**Task instructions**
A. Alter the passage of the Modernising Medical Careers speech starting with "I agree with" and going on through "question is yes.", putting "hon. Member" in place of "hon. Gentleman".
B. In the Modernising Medical Careers speech, at least how many times is the Secretary of State said to have apologised?
C. Carry on the Modernising Medical Careers speech from where it stops.

====== Text passage ======

Modernising Medical Careers
Opposition Day — [9th Allotted Day]
David Kidney (PPS (Rt Hon David Miliband, Secretary of State), Department for Environment, Food and Rural Affairs; Stafford, Labour)
I agree with the hon. Gentleman. I considered whether to intervene on him earlier to say that I agreed with him on that point, but I also intend to say in my speech that developments such as these should be piloted in future. So the answer to his question is yes.
I was describing the personal tragedies that have happened because of the way in which the system has been introduced. I want to remind hon. Members who were not here eight days ago when the Secretary of State made her statement to the House that, on that occasion, I made the point that this concerns individuals who each demand more respect from the system—and the people administering it—than they have been getting over the past few months.
In fairness to the Secretary of State, she has apologised at least three times for what has gone wrong with the system and for the distress that that has caused to those affected. One review has proposed changes that are about to be introduced, and she has also announced a further, broader review, which has been mentioned today. The shadow Secretary of State made a temperate speech today, with many good points. One of them was about the independence of that review, and the importance of all of us having confidence in its deliberations and conclusions. That is an important point for the House to make.
Meanwhile, making a success of the first review, with its guarantee that every junior doctor who applies for a post and states their first preference will have at least one interview, is placing a terrific strain on managers and consultants to deal with the extra work that they are being asked to do over the short space of time between now and August. It is fair to say that they are the hidden heroes who are solving this problem right now, and they deserve our thanks. The hon. Member for North Norfolk made that point earlier. A number of consultants wrote a letter to The Times earlier this month to say that they had been placed under a lot of pressure, at a time when they had plenty of other work to do to meet the demands of patients and the NHS. We owe them a debt of gratitude. That letter, incidentally, also called for the scrapping of MTAS and a return to the previous system, so although I said that no one in this debate had asked for that to happen, other people certainly have. We should remind ourselves, however, that the previous system had serious faults too. It did not find a specialty training place for every junior doctor either.
If the Minister listens to the shadow Secretary of State, and to my hon. Friends who have said the same thing, he will realise that there is the prospect of a win-win situation. My hon. Friend John Mann made the point that certain areas are short-served by the NHS at the moment, and we could create a win-win situation by expanding the number of training places available for junior doctors in those areas and in specialties where there are shortages. Perhaps those shortages exist because people do not want to take on those specialties, and it would be wrong to force anyone to do something that they did not want to do, but this could give us an opportunity to ask people to look again at specialties where there are shortages, in which they might be able to do a good job. We could create a win-win situation by filling the posts that we need to fill and finding places for the people who want them. I hope that the Minister will be able to respond to that point later.

====== Dataset content ======

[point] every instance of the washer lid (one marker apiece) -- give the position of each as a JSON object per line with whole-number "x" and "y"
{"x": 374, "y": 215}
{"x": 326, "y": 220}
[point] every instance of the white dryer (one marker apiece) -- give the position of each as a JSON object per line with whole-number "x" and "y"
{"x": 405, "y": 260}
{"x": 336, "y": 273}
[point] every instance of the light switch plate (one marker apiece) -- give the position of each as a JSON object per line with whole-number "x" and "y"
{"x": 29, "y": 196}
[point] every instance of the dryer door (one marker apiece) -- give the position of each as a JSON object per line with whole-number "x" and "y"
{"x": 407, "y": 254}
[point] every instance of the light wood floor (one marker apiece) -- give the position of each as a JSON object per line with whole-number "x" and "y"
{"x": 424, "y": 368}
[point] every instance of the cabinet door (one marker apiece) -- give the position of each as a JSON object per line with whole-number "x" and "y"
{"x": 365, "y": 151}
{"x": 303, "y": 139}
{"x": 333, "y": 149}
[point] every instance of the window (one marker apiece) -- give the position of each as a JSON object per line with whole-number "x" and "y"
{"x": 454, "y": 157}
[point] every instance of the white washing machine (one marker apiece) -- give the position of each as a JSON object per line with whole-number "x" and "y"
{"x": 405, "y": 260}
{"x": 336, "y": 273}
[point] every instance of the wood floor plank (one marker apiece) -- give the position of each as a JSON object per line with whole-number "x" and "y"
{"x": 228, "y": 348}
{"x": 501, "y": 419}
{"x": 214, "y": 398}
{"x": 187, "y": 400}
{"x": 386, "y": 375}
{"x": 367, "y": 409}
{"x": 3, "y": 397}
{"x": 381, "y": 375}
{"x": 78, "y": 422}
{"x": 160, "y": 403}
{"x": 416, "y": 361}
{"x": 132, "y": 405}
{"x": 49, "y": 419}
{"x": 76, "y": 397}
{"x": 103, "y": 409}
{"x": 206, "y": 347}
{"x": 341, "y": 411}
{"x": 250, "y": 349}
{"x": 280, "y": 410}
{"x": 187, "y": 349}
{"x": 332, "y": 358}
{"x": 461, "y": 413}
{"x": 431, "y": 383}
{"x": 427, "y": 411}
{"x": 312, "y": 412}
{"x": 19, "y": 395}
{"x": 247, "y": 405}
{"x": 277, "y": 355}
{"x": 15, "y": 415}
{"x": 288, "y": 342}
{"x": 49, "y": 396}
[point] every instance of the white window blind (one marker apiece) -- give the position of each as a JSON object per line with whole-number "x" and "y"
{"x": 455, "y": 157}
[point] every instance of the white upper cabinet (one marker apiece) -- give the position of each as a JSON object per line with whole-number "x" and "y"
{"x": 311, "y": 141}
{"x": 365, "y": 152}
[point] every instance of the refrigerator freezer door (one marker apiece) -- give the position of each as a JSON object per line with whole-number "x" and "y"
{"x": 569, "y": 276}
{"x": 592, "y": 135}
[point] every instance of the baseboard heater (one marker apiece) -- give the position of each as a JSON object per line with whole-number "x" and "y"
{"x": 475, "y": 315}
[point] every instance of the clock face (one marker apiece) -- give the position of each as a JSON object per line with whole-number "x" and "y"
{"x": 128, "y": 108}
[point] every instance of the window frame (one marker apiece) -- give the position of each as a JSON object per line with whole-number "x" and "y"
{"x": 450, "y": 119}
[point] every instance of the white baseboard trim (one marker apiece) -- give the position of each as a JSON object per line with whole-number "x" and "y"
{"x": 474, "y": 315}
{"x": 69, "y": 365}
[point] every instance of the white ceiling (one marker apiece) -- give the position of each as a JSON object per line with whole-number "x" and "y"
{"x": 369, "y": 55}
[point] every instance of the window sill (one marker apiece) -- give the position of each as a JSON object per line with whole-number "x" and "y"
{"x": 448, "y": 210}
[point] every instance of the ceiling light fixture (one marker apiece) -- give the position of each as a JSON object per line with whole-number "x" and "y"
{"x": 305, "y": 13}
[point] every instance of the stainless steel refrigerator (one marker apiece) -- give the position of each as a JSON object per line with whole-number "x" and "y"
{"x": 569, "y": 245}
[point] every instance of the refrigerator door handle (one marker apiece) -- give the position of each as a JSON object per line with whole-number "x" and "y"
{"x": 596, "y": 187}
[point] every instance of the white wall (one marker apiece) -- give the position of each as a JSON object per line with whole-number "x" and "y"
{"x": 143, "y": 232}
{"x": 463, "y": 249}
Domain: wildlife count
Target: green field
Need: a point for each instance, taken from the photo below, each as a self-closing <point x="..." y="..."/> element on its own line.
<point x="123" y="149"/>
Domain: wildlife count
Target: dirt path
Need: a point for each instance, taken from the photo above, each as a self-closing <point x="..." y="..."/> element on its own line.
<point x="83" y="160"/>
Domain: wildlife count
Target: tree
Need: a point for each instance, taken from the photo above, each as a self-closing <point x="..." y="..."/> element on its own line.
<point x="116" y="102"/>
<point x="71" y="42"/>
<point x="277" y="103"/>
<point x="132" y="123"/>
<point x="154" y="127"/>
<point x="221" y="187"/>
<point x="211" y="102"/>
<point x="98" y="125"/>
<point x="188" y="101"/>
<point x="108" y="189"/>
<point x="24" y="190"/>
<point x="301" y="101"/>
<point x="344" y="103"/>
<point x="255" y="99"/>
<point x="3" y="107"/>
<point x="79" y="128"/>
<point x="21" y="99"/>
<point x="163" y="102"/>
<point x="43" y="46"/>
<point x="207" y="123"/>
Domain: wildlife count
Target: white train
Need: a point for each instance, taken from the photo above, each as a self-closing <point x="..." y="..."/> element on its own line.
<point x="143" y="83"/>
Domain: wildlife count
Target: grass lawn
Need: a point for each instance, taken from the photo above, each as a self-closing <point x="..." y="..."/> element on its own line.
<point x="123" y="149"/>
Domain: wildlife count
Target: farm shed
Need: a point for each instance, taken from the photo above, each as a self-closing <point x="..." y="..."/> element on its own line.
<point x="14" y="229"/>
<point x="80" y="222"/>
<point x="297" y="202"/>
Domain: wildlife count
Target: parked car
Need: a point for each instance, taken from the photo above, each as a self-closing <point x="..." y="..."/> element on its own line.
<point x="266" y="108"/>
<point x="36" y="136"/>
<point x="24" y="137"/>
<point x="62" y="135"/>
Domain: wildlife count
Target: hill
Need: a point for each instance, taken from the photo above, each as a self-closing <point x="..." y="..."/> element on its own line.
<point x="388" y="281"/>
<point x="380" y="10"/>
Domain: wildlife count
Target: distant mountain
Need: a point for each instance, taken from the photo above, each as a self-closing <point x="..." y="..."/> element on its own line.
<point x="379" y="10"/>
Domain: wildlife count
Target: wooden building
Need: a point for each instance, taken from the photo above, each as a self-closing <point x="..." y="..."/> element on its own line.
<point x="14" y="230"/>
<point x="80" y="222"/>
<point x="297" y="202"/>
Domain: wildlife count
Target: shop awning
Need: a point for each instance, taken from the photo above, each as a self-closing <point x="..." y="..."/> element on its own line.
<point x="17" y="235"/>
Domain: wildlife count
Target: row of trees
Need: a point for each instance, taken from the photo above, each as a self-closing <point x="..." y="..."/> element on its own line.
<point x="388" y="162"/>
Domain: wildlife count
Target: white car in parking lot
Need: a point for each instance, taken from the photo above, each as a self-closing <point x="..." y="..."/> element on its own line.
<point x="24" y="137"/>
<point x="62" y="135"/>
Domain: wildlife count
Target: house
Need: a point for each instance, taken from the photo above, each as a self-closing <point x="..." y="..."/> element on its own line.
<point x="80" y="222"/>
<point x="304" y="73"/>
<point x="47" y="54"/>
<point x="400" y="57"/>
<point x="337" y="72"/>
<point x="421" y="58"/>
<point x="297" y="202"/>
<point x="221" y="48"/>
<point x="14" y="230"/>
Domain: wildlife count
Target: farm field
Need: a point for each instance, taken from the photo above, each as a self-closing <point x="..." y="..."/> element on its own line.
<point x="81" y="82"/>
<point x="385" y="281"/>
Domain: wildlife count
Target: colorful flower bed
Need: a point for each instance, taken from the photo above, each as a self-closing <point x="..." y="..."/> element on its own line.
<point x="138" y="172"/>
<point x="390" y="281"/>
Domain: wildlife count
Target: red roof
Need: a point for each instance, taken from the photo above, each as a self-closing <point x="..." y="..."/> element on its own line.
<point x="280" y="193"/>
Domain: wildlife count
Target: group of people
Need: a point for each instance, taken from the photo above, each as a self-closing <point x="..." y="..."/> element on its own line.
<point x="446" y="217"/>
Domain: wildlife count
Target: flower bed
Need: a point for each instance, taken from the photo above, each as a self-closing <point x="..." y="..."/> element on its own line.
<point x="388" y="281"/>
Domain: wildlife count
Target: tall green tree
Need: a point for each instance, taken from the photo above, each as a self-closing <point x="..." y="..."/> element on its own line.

======

**Answers below**
A.
I agree with the hon. Member. I considered whether to intervene on him earlier to say that I agreed with him on that point, but I also intend to say in my speech that developments such as these should be piloted in future. So the answer to his question is yes.

B. At least three times.

C.
I want to put forward some points on behalf of a doctor in my constituency with whom I have had a good, spirited correspondence on his concerns about modernising medical careers. He and I agree that we are unsure about the evidence on the number of available posts and the number of people applying for them. Obviously, the more transparent Ministers can be about this, the better it will be for people who have fears—whether politically motivated or not—about what is happening. It is clear, however, that there are fewer training places than there are people applying for them.
My doctor correspondent makes the point about the double cohort, observing that
"increased numbers of medical students are passing through their second foundation year and needing specialist training. The shortened training also has a big impact on the large number of senior house officers who also need to find a place on the new training pathway."
The two cohorts are coming together at the same time. He also makes the point that non-EU doctors are competing for those posts. He concludes:
"The new doctors in their second foundation training year have no chance of success against the more experienced senior house officers and the non EU graduates."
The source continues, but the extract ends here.